In the abstract on occupational magnetic field exposure and cancer incidence, which cancer showed a clear association among women in the analysis of occupations with more definite exposure?

Excerpt provided:
-=-=-=-=-

Objective: Based on 1,596,959 men and 806,278 women, site-specific cancer incidence during 1971 through 1984 was analyzed in relation to occupational magnetic field exposure. The objective was to explore potential associations for cancer diseases beyond those extensively studied before (leukemia and brain tumors).
Methods: Exposure was assessed from Census information on occupations that were linked to a job exposure matrix based on measurements. In a basic analysis, three levels of exposure were used. In addition, subjects with a more definite low exposure were compared with an aggregate of occupations with more definite exposures.
Results: Observed associations were weak and there were no evident exposure-response relationships. For all cancer, an approximate 10% increase in risk was seen in the medium and high exposure groups. Several types of cancer were associated with exposure among men, including cancer of the colon, biliary passages and liver, larynx and lung, testis, kidney, urinary organs, malignant melanoma, non-melanoma skin cancer, astrocytoma III-IV. For women, associations were seen for cancer of the lung, breast, corpus uteri, malignant melanoma and chronic lymphocytic leukemia.
Conclusions: In the analysis of occupations with a more definite exposure, the most notable finding for men was an increased risk of testicular cancer in young workers, and for women a clear association emerged for cancer of the corpus uteri. The outcome suggests an interaction with the endocrine/immune system.

-=-=-=-=-

Provided data:
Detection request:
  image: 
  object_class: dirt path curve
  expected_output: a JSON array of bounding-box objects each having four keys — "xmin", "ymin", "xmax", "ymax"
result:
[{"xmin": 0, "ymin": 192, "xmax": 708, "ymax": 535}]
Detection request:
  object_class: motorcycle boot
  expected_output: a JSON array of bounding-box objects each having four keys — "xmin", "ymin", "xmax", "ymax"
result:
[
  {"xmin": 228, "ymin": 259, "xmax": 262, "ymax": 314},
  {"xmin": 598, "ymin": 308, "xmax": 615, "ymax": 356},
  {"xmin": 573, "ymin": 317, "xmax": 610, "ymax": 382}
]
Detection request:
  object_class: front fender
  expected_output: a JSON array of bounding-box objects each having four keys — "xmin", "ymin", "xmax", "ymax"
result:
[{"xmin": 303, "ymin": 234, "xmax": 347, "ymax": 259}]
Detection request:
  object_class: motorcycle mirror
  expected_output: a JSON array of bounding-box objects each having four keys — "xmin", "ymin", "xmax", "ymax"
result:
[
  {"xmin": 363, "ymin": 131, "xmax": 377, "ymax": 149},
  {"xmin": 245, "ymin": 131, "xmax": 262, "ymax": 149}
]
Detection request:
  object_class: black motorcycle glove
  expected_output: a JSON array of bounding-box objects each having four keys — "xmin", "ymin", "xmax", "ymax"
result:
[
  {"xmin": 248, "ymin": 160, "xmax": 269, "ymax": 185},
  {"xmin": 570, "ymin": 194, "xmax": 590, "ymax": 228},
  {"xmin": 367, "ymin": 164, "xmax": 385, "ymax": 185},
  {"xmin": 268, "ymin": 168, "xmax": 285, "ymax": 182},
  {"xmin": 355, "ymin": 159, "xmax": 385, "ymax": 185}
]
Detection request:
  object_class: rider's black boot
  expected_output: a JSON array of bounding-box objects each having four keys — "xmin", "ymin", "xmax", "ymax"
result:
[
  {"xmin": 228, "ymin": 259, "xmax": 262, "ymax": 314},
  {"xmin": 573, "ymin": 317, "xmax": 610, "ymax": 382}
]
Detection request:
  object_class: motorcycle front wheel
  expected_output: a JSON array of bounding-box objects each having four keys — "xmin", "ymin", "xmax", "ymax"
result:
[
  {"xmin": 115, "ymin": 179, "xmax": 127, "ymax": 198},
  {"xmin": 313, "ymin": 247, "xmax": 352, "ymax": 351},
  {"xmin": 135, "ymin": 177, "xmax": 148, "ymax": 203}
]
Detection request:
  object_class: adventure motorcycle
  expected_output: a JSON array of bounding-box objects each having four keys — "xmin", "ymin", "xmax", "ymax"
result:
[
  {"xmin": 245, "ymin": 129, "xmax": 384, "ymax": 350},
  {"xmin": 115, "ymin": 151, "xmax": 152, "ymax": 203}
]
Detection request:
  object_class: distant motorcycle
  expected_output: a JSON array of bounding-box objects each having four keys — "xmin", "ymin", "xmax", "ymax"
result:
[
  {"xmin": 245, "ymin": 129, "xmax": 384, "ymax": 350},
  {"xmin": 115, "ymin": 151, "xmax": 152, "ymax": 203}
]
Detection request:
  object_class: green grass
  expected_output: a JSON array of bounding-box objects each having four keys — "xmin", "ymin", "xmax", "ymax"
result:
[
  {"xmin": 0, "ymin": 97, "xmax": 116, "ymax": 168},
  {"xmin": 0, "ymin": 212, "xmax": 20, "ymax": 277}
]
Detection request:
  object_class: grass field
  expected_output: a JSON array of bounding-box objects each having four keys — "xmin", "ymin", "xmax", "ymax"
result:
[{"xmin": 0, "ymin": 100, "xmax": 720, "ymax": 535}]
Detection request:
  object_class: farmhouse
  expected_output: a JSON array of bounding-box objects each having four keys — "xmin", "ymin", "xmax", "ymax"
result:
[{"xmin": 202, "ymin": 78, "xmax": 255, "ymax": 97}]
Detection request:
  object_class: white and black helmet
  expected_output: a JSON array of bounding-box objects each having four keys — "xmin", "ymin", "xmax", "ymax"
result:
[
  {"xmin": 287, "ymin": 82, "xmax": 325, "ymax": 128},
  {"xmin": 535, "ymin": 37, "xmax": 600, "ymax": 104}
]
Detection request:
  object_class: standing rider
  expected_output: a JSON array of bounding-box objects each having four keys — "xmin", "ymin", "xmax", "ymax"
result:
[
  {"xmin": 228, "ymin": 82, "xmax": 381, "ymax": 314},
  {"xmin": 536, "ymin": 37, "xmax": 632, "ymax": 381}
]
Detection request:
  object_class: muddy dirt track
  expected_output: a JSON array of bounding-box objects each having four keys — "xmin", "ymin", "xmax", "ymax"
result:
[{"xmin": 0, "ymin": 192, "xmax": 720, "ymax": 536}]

-=-=-=-=-

Answer to this problem:
Cancer of the corpus uteri.